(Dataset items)
=-=-=

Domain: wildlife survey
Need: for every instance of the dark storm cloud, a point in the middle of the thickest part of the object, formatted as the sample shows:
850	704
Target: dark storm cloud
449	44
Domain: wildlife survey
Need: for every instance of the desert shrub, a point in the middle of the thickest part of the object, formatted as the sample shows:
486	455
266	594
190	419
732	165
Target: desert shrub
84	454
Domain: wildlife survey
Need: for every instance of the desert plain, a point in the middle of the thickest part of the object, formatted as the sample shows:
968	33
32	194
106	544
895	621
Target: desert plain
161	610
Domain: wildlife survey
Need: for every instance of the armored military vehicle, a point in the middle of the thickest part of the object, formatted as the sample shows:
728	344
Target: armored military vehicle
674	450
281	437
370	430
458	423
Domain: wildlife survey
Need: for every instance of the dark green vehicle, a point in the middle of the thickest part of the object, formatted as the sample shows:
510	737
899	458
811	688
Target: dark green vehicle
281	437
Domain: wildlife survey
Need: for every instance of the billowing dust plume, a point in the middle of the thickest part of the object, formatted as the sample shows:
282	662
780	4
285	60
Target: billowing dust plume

=-=-=

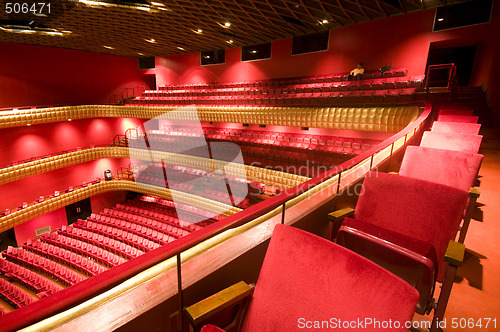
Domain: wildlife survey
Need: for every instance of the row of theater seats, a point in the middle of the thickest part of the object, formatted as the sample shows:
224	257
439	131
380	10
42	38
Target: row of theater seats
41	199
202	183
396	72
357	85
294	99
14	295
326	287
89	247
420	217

=-=-=

- Directions for this task: List every line of the records above that contains the word "dust", matching case exactly.

- Answer below:
Need: for every instance of the billowing dust plume, a point in the middle of the thickest part of the object, formatted as the sample shows:
Target: billowing dust plume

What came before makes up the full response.